- _PROBLEM STATEMENT_:
What is needed is a verbatim copy of all the records.

- _DATA TO PROCESS_:
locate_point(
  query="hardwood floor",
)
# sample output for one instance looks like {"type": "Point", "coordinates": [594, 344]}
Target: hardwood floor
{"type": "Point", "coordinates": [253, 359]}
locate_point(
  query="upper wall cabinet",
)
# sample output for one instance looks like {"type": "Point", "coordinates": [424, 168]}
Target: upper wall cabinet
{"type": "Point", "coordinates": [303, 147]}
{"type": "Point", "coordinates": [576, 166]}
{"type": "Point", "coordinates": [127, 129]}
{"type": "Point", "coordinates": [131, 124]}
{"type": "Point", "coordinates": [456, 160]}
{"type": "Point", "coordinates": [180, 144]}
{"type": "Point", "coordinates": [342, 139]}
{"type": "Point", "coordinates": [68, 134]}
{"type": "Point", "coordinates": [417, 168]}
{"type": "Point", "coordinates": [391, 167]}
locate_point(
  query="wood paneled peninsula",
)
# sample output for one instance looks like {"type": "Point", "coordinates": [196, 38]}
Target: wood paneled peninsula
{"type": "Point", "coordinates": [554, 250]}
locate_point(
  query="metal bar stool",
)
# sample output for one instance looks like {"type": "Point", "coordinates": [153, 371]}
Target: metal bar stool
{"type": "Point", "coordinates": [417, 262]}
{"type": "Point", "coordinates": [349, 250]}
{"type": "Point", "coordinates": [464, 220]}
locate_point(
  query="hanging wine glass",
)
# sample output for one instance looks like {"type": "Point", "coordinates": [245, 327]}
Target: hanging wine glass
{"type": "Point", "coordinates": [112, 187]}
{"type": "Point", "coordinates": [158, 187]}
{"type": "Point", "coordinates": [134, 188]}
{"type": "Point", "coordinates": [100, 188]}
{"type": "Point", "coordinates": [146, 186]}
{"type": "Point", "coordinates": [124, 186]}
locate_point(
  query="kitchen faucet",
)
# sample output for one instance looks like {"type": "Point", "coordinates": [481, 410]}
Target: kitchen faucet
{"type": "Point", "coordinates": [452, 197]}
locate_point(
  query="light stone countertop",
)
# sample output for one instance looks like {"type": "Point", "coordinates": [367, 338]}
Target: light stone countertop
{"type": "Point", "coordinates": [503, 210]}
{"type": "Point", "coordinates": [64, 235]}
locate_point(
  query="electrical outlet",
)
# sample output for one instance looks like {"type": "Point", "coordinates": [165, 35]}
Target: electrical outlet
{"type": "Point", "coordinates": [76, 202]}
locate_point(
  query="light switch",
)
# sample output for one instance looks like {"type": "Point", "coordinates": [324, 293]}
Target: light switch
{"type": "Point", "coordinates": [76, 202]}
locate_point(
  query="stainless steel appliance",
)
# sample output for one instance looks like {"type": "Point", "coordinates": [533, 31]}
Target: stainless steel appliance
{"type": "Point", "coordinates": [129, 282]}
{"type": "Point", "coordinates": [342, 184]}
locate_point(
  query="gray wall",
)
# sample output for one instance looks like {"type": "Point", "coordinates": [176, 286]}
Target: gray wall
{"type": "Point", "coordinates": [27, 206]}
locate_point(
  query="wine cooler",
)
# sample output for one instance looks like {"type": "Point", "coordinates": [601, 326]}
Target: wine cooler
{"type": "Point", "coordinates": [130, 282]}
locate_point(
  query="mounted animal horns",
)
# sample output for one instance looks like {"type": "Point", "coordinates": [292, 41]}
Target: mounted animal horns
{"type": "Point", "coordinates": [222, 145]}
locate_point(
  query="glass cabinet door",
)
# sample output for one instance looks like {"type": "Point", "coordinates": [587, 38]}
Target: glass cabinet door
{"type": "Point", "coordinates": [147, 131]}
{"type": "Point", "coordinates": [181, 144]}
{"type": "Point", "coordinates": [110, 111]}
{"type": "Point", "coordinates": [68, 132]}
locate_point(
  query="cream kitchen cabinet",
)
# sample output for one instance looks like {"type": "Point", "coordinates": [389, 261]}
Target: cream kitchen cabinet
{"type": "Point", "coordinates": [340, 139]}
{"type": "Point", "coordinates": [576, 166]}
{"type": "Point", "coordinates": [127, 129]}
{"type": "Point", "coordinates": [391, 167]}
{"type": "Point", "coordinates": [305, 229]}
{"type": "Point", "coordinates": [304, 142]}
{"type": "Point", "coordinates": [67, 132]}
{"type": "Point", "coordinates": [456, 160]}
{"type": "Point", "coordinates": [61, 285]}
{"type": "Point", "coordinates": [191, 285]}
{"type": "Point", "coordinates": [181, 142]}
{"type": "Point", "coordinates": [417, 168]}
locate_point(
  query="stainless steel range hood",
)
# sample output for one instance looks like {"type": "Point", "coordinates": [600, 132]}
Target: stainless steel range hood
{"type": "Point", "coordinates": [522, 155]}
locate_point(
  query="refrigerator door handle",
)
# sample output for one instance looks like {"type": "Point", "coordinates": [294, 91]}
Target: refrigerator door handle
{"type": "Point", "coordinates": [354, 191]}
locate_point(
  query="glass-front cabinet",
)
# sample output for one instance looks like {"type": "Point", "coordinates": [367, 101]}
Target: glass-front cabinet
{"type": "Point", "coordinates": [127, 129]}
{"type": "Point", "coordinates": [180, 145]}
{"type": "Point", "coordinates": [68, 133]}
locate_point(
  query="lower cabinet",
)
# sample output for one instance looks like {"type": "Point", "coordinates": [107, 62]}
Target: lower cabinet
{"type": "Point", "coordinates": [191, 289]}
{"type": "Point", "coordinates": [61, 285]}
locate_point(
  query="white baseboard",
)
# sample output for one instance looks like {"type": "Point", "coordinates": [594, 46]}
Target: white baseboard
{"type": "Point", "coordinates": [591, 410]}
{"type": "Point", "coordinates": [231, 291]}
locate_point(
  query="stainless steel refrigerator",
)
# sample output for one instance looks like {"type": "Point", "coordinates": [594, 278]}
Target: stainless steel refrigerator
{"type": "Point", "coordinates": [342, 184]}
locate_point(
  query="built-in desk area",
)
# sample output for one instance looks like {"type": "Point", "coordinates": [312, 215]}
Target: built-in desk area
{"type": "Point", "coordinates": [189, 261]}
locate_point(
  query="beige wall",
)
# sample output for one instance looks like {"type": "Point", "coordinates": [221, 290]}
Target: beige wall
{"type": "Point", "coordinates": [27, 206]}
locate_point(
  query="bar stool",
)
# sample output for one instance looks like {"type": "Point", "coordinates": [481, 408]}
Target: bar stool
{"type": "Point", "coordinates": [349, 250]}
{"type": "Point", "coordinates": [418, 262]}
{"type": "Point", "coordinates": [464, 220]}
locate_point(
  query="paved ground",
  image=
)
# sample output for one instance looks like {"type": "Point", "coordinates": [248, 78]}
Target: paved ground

- _WRITTEN REPLY_:
locate_point(
  query="hardwood floor",
)
# sample output for one instance looks like {"type": "Point", "coordinates": [594, 344]}
Target: hardwood floor
{"type": "Point", "coordinates": [253, 359]}
locate_point(
  query="upper wall cabinet",
)
# sample output for one instance looks like {"type": "Point", "coordinates": [424, 168]}
Target: upper wall cabinet
{"type": "Point", "coordinates": [303, 147]}
{"type": "Point", "coordinates": [576, 166]}
{"type": "Point", "coordinates": [127, 129]}
{"type": "Point", "coordinates": [131, 124]}
{"type": "Point", "coordinates": [456, 160]}
{"type": "Point", "coordinates": [180, 144]}
{"type": "Point", "coordinates": [342, 139]}
{"type": "Point", "coordinates": [68, 134]}
{"type": "Point", "coordinates": [417, 168]}
{"type": "Point", "coordinates": [391, 167]}
locate_point(
  query="wood paneled peninsula",
)
# sample output for one instance looks like {"type": "Point", "coordinates": [196, 38]}
Target: wood paneled peninsula
{"type": "Point", "coordinates": [554, 250]}
locate_point(
  query="metal bar stool",
)
# sample output for one instance looks like {"type": "Point", "coordinates": [153, 371]}
Target: metal bar stool
{"type": "Point", "coordinates": [417, 262]}
{"type": "Point", "coordinates": [349, 250]}
{"type": "Point", "coordinates": [464, 220]}
locate_point(
  query="hanging wine glass",
)
# sample output for one instance looks like {"type": "Point", "coordinates": [245, 327]}
Target: hanging wine glass
{"type": "Point", "coordinates": [112, 187]}
{"type": "Point", "coordinates": [158, 187]}
{"type": "Point", "coordinates": [134, 188]}
{"type": "Point", "coordinates": [100, 188]}
{"type": "Point", "coordinates": [146, 186]}
{"type": "Point", "coordinates": [124, 186]}
locate_point(
  query="kitchen faucet",
)
# sample output for one instance looks like {"type": "Point", "coordinates": [481, 410]}
Target: kitchen faucet
{"type": "Point", "coordinates": [452, 197]}
locate_point(
  query="light stone countertop",
)
# sample output for one instance looks like {"type": "Point", "coordinates": [367, 338]}
Target: light stone countertop
{"type": "Point", "coordinates": [503, 210]}
{"type": "Point", "coordinates": [64, 235]}
locate_point(
  query="electrical outlet",
)
# sample output for one instance looks like {"type": "Point", "coordinates": [165, 35]}
Target: electrical outlet
{"type": "Point", "coordinates": [76, 202]}
locate_point(
  query="light switch",
)
# sample output for one instance looks like {"type": "Point", "coordinates": [324, 293]}
Target: light switch
{"type": "Point", "coordinates": [76, 202]}
locate_point(
  query="stainless steel appliance",
)
# sample output for one instance looks like {"type": "Point", "coordinates": [533, 31]}
Target: stainless steel appliance
{"type": "Point", "coordinates": [129, 282]}
{"type": "Point", "coordinates": [342, 184]}
locate_point(
  query="gray wall",
)
# sample output for one instance looks like {"type": "Point", "coordinates": [176, 286]}
Target: gray wall
{"type": "Point", "coordinates": [27, 206]}
locate_point(
  query="wine cooler",
)
# sample output for one instance looks like {"type": "Point", "coordinates": [601, 326]}
Target: wine cooler
{"type": "Point", "coordinates": [130, 282]}
locate_point(
  query="mounted animal horns",
)
# sample output for one instance looks like {"type": "Point", "coordinates": [292, 41]}
Target: mounted animal horns
{"type": "Point", "coordinates": [222, 145]}
locate_point(
  query="glass cabinet door",
)
# sample output for one instance looks like {"type": "Point", "coordinates": [587, 38]}
Target: glass cabinet door
{"type": "Point", "coordinates": [147, 131]}
{"type": "Point", "coordinates": [181, 144]}
{"type": "Point", "coordinates": [110, 111]}
{"type": "Point", "coordinates": [68, 132]}
locate_point(
  query="cream kitchen cabinet",
)
# sample output for one instance looks like {"type": "Point", "coordinates": [389, 261]}
Target: cream kitchen cabinet
{"type": "Point", "coordinates": [340, 139]}
{"type": "Point", "coordinates": [576, 166]}
{"type": "Point", "coordinates": [127, 129]}
{"type": "Point", "coordinates": [391, 167]}
{"type": "Point", "coordinates": [305, 229]}
{"type": "Point", "coordinates": [304, 142]}
{"type": "Point", "coordinates": [67, 132]}
{"type": "Point", "coordinates": [456, 160]}
{"type": "Point", "coordinates": [61, 285]}
{"type": "Point", "coordinates": [191, 285]}
{"type": "Point", "coordinates": [181, 142]}
{"type": "Point", "coordinates": [417, 168]}
locate_point(
  query="stainless steel range hood",
)
# sample output for one instance looks like {"type": "Point", "coordinates": [600, 132]}
Target: stainless steel range hood
{"type": "Point", "coordinates": [522, 155]}
locate_point(
  query="refrigerator door handle",
)
# sample output for one instance looks like {"type": "Point", "coordinates": [294, 91]}
Target: refrigerator door handle
{"type": "Point", "coordinates": [354, 191]}
locate_point(
  query="glass-front cabinet",
)
# sample output for one instance looks like {"type": "Point", "coordinates": [367, 101]}
Target: glass-front cabinet
{"type": "Point", "coordinates": [127, 129]}
{"type": "Point", "coordinates": [180, 145]}
{"type": "Point", "coordinates": [68, 133]}
locate_point(
  query="lower cabinet",
)
# sample output for one instance looks like {"type": "Point", "coordinates": [107, 62]}
Target: lower cabinet
{"type": "Point", "coordinates": [191, 289]}
{"type": "Point", "coordinates": [61, 285]}
locate_point(
  query="white baseboard",
)
# sample output for one instance looks like {"type": "Point", "coordinates": [594, 46]}
Target: white baseboard
{"type": "Point", "coordinates": [591, 410]}
{"type": "Point", "coordinates": [231, 291]}
locate_point(
  query="stainless steel refrigerator",
)
# sample output for one instance looks like {"type": "Point", "coordinates": [594, 278]}
Target: stainless steel refrigerator
{"type": "Point", "coordinates": [342, 184]}
locate_point(
  query="built-in desk area",
)
# sample output for one instance looks like {"type": "Point", "coordinates": [312, 215]}
Target: built-in desk area
{"type": "Point", "coordinates": [189, 261]}
locate_point(
  query="beige wall",
)
# sample output for one instance looks like {"type": "Point", "coordinates": [221, 290]}
Target: beige wall
{"type": "Point", "coordinates": [27, 206]}
locate_point(
  query="bar stool",
)
# sample output for one instance looks like {"type": "Point", "coordinates": [481, 408]}
Target: bar stool
{"type": "Point", "coordinates": [349, 250]}
{"type": "Point", "coordinates": [418, 262]}
{"type": "Point", "coordinates": [464, 220]}
locate_point(
  query="paved ground",
  image=
)
# sample output for one instance looks like {"type": "Point", "coordinates": [248, 78]}
Target: paved ground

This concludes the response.